* start *

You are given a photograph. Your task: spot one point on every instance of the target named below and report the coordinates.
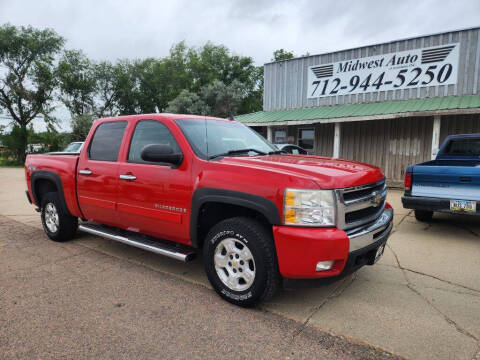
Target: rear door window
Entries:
(107, 141)
(149, 132)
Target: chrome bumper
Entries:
(364, 236)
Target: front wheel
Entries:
(240, 261)
(58, 225)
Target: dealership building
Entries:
(388, 104)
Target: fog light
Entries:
(324, 265)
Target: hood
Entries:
(328, 173)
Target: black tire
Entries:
(258, 240)
(424, 216)
(67, 224)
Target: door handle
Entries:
(128, 177)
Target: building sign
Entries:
(408, 69)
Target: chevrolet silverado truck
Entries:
(450, 183)
(177, 185)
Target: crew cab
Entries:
(450, 183)
(182, 184)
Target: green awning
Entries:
(367, 111)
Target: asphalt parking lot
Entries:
(96, 298)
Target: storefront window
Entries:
(306, 138)
(280, 136)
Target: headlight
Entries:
(309, 207)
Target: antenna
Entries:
(206, 134)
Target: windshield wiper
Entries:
(234, 152)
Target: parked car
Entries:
(74, 147)
(292, 149)
(450, 183)
(215, 185)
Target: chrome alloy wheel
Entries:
(51, 218)
(234, 264)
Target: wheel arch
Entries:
(210, 206)
(42, 182)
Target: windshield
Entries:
(73, 147)
(209, 138)
(462, 147)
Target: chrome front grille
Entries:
(360, 205)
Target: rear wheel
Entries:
(58, 225)
(240, 261)
(424, 216)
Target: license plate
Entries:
(463, 205)
(379, 253)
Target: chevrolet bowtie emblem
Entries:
(376, 199)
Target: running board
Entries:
(140, 241)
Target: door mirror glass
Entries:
(161, 153)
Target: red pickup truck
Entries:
(179, 184)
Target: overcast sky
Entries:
(142, 28)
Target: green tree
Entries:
(27, 79)
(106, 90)
(81, 125)
(282, 54)
(223, 100)
(77, 82)
(188, 103)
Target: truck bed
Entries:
(447, 179)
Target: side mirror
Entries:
(161, 154)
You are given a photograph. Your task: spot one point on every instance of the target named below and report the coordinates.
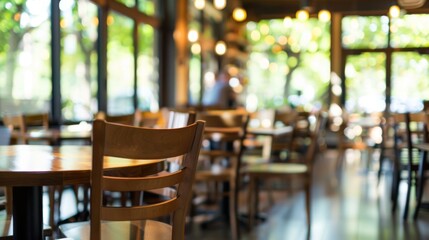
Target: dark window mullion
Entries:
(55, 63)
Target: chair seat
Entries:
(6, 229)
(145, 229)
(214, 175)
(277, 168)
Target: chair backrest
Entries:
(4, 135)
(116, 140)
(409, 129)
(127, 119)
(17, 127)
(225, 132)
(315, 138)
(149, 119)
(36, 120)
(180, 119)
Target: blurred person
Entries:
(220, 94)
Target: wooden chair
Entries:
(150, 119)
(6, 226)
(296, 168)
(354, 133)
(21, 124)
(220, 159)
(17, 127)
(409, 129)
(115, 140)
(6, 199)
(127, 119)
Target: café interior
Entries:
(214, 119)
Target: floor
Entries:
(347, 203)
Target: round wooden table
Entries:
(27, 168)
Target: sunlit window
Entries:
(120, 65)
(150, 7)
(128, 3)
(410, 81)
(365, 32)
(365, 82)
(25, 66)
(409, 31)
(78, 59)
(289, 62)
(147, 70)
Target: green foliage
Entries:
(288, 56)
(365, 32)
(406, 33)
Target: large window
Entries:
(120, 65)
(409, 31)
(365, 73)
(25, 69)
(365, 32)
(289, 63)
(366, 82)
(410, 81)
(79, 59)
(147, 74)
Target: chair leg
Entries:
(9, 200)
(395, 188)
(51, 191)
(252, 193)
(340, 158)
(420, 183)
(407, 200)
(380, 164)
(308, 203)
(233, 212)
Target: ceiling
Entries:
(271, 9)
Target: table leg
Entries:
(27, 213)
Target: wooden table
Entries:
(424, 148)
(55, 135)
(27, 168)
(270, 133)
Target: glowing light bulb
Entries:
(239, 14)
(302, 15)
(324, 15)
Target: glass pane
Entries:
(149, 7)
(410, 81)
(195, 79)
(365, 32)
(120, 65)
(79, 59)
(25, 51)
(147, 71)
(409, 31)
(128, 3)
(289, 63)
(365, 83)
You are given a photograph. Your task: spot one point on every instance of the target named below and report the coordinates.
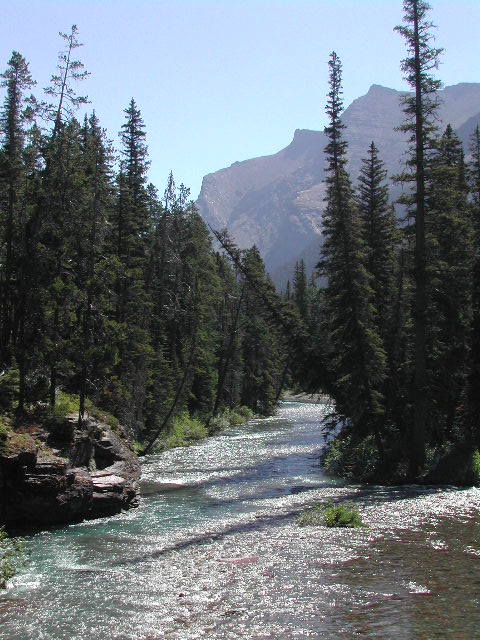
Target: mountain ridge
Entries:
(276, 201)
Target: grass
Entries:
(476, 465)
(340, 515)
(12, 557)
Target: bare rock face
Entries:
(276, 202)
(79, 473)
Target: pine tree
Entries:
(300, 290)
(16, 115)
(449, 245)
(420, 112)
(473, 388)
(359, 360)
(131, 233)
(92, 272)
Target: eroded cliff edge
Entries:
(66, 473)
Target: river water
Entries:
(213, 551)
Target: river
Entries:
(213, 551)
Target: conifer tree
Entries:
(420, 110)
(380, 235)
(473, 388)
(131, 231)
(300, 290)
(359, 359)
(92, 272)
(449, 245)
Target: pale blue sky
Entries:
(219, 81)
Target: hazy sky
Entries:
(225, 80)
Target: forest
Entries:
(119, 295)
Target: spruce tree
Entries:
(359, 359)
(420, 110)
(473, 388)
(449, 245)
(380, 235)
(16, 115)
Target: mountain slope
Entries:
(276, 202)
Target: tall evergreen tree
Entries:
(131, 231)
(300, 289)
(359, 360)
(15, 116)
(473, 394)
(420, 110)
(449, 245)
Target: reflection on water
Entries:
(213, 552)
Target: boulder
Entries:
(93, 472)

* end *

#### Work to be completed
Reproduce exactly, with nothing added, the lines from the one that contains "Target: grass" to the end of the data.

#### The response
Target: grass
Entries:
(476, 465)
(340, 515)
(12, 557)
Target: bare rock face
Entries:
(276, 202)
(79, 473)
Target: pine tree
Entries:
(300, 290)
(16, 115)
(449, 245)
(420, 112)
(473, 388)
(359, 360)
(131, 233)
(92, 272)
Target: eroded cliff edge
Entries:
(66, 473)
Target: river water
Entries:
(213, 551)
Target: river
Entries:
(213, 551)
Target: conifer tree
Entries:
(420, 110)
(380, 235)
(473, 388)
(131, 231)
(300, 290)
(359, 359)
(92, 272)
(449, 245)
Target: pale blue sky
Entries:
(219, 81)
Target: hazy sky
Entries:
(225, 80)
Target: forest
Entries:
(119, 295)
Target: spruce tree
Entries:
(359, 359)
(420, 110)
(473, 388)
(449, 245)
(380, 235)
(16, 115)
Target: mountain slope
Entries:
(276, 202)
Target: tall evergreen tree
Entries:
(131, 231)
(300, 289)
(359, 360)
(15, 116)
(473, 394)
(420, 110)
(449, 245)
Target: reflection on water
Entries:
(213, 552)
Target: boulder
Entries:
(93, 472)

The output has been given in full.